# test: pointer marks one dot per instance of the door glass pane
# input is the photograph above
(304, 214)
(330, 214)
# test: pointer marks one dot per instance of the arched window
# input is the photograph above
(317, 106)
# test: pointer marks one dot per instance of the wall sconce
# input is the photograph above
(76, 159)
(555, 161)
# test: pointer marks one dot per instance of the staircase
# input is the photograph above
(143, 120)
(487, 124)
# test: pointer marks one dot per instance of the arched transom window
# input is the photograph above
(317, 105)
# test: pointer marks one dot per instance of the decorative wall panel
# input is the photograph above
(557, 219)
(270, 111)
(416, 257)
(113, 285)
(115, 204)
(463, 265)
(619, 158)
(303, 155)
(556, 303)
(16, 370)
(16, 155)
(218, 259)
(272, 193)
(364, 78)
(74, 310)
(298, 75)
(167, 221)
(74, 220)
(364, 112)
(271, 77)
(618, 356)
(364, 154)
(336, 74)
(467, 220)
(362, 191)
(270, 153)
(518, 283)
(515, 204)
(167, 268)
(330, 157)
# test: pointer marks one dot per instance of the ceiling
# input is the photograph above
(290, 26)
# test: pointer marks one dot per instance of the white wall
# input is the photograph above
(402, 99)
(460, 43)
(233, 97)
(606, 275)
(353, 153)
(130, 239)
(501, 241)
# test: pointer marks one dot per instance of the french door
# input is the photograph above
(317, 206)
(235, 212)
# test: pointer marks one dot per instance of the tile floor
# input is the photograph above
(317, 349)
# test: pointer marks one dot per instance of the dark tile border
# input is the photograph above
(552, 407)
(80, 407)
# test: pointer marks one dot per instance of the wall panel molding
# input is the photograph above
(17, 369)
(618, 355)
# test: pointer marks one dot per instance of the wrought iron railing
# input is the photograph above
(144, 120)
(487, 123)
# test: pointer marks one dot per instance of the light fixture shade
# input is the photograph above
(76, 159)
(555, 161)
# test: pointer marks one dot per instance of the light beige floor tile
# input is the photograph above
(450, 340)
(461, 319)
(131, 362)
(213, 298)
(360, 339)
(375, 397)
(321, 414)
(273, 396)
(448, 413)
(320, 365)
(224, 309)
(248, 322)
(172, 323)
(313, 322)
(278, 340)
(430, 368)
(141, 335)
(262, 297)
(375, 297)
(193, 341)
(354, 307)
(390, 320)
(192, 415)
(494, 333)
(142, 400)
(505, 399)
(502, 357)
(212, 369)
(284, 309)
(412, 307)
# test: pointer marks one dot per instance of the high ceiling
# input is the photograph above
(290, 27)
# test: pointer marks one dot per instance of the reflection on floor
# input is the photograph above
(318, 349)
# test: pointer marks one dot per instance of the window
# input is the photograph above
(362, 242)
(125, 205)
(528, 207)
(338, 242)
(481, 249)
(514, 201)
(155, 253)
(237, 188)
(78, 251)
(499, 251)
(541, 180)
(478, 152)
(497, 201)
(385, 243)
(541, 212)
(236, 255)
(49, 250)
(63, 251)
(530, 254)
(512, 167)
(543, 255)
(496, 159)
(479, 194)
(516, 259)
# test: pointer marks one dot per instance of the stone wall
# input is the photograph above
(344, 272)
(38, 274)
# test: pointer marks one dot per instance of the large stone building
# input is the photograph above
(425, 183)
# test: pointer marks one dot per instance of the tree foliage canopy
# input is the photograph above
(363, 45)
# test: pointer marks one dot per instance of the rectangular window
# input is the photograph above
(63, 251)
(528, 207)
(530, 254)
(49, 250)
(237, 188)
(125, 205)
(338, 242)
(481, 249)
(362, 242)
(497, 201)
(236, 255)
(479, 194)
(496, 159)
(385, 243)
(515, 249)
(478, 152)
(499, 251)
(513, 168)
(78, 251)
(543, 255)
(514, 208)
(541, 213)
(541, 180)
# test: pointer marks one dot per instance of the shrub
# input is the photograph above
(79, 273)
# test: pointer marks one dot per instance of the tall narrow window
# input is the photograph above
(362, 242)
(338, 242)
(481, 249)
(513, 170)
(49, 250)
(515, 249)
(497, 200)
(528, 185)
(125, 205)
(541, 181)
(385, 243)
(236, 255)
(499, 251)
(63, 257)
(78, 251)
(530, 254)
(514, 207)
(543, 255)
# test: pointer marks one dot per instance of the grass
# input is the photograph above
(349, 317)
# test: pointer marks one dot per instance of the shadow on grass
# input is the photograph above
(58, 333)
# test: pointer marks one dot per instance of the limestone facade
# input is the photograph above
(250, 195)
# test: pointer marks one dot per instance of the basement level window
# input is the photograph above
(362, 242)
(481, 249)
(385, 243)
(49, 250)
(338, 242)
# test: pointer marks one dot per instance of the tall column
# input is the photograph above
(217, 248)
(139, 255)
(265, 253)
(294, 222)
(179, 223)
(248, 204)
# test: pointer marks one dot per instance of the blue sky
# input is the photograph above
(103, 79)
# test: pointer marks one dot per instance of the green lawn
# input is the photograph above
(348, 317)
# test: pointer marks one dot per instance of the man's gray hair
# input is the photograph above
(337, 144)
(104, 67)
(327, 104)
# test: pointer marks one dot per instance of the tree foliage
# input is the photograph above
****************
• _Task directions_
Reproduce the whole listing above exactly.

• _Reply to the exercise_
# test: pointer marks one dot per instance of the door glass pane
# input is the photograph above
(304, 214)
(330, 214)
# test: pointer marks one dot per instance of the arched window
# input is the photograph above
(317, 106)
# test: pointer marks one dot per instance of the wall sconce
# input is the photograph above
(76, 159)
(555, 161)
# test: pointer marks one dot per instance of the staircase
# input is the photograph above
(143, 120)
(487, 124)
# test: pointer marks one dot per instance of the arched transom window
# input is the photograph above
(317, 105)
# test: pointer marks one dot per instance of the decorative wall panel
# input is the photograph above
(557, 219)
(270, 111)
(416, 257)
(113, 285)
(115, 204)
(463, 265)
(619, 158)
(303, 155)
(556, 303)
(16, 370)
(16, 155)
(218, 259)
(272, 193)
(364, 78)
(74, 310)
(298, 75)
(167, 221)
(74, 220)
(364, 112)
(271, 77)
(618, 356)
(364, 154)
(336, 74)
(467, 220)
(362, 191)
(270, 153)
(518, 283)
(515, 204)
(167, 268)
(330, 157)
# test: pointer marks one dot per instance of the ceiling
# input is the photograph above
(290, 26)
# test: pointer marks one dot per instance of the white wall
# input is the photograph above
(402, 99)
(460, 43)
(233, 97)
(606, 275)
(353, 153)
(130, 239)
(501, 241)
# test: pointer marks one dot per instance of the french door
# input is the photograph above
(317, 206)
(235, 212)
# test: pointer marks one dot per instance of the tile floor
# input is the photograph above
(317, 349)
# test: pointer marks one dot per instance of the dark tile border
# input is the photograph above
(552, 407)
(80, 407)
# test: pointer marks one dot per instance of the wall panel molding
# input is the photograph above
(17, 369)
(618, 355)
# test: pointer marks one dot per instance of the wrought iron railing
# input is the photograph above
(144, 120)
(487, 123)
# test: pointer marks one dot per instance of the light fixture shade
# input is the photograph above
(76, 159)
(555, 161)
# test: pointer marks one dot per instance of the light beige floor tile
# input is the photograph above
(450, 340)
(461, 319)
(131, 362)
(213, 298)
(360, 339)
(375, 397)
(321, 414)
(273, 396)
(448, 413)
(320, 365)
(224, 309)
(248, 322)
(172, 323)
(313, 322)
(278, 340)
(430, 368)
(141, 335)
(262, 297)
(375, 297)
(193, 341)
(354, 307)
(390, 320)
(192, 415)
(494, 333)
(142, 400)
(505, 399)
(502, 357)
(212, 369)
(284, 309)
(412, 307)
# test: pointer marks one dot per instance of the high ceiling
# input is the photograph above
(290, 27)
# test: pointer marks one dot per instance of the reflection on floor
# input is the photograph above
(318, 349)
# test: pointer marks one dot per instance of the window
# input is the photograph above
(362, 242)
(125, 205)
(528, 207)
(338, 242)
(481, 249)
(514, 201)
(155, 253)
(237, 188)
(78, 251)
(499, 251)
(541, 180)
(478, 152)
(497, 201)
(385, 243)
(541, 212)
(236, 255)
(49, 250)
(63, 251)
(530, 254)
(512, 167)
(543, 255)
(496, 159)
(479, 194)
(516, 259)
# test: pointer marks one dot per instance of the stone wall
# input is the photograph above
(344, 272)
(38, 274)
# test: pointer marks one dot per instance of the large stone building
# input is the photograph above
(425, 183)
# test: pointer marks one dot per instance of the tree foliage canopy
# input is the photograph above
(363, 45)
# test: pointer marks one dot per instance of the rectangular window
# input is the photograph above
(63, 251)
(528, 207)
(530, 254)
(49, 250)
(237, 188)
(125, 205)
(338, 242)
(481, 249)
(362, 242)
(497, 201)
(236, 255)
(479, 194)
(496, 159)
(385, 243)
(515, 249)
(478, 152)
(499, 251)
(513, 168)
(78, 251)
(543, 255)
(514, 208)
(541, 213)
(541, 180)
# test: pointer marks one dot per instance of the shrub
# input is the photograph above
(79, 273)
# test: pointer marks one dot per instance of the tall narrow window
# input is the photograph above
(362, 242)
(338, 242)
(481, 249)
(513, 170)
(49, 250)
(515, 249)
(497, 200)
(528, 185)
(125, 205)
(541, 181)
(385, 243)
(236, 255)
(499, 251)
(63, 257)
(78, 251)
(530, 254)
(514, 207)
(543, 255)
# test: pointer marks one dot per instance of the grass
# input is the photograph above
(349, 317)
# test: pointer marks one dot per instance of the shadow on grass
# input is the photograph above
(58, 333)
# test: pointer marks one dot per instance of the limestone facade
# input is the photograph above
(250, 195)
# test: pointer marks one dot per instance of the basement level window
# input is the photograph above
(362, 242)
(481, 249)
(385, 243)
(49, 250)
(338, 242)
# test: pointer marks one dot per instance of the tall column
# input is the photograph above
(217, 248)
(139, 255)
(265, 253)
(294, 222)
(179, 223)
(248, 204)
# test: pointer marks one dot per instance of the blue sky
# input is the photograph above
(103, 79)
# test: pointer marks one dot per instance of the green lawn
# input is the photograph above
(348, 317)
# test: pointer marks one dot per instance of the man's gray hair
# input is the photograph above
(337, 144)
(104, 67)
(327, 104)
# test: pointer marks one dot per instance of the tree foliage
# input is the photograph above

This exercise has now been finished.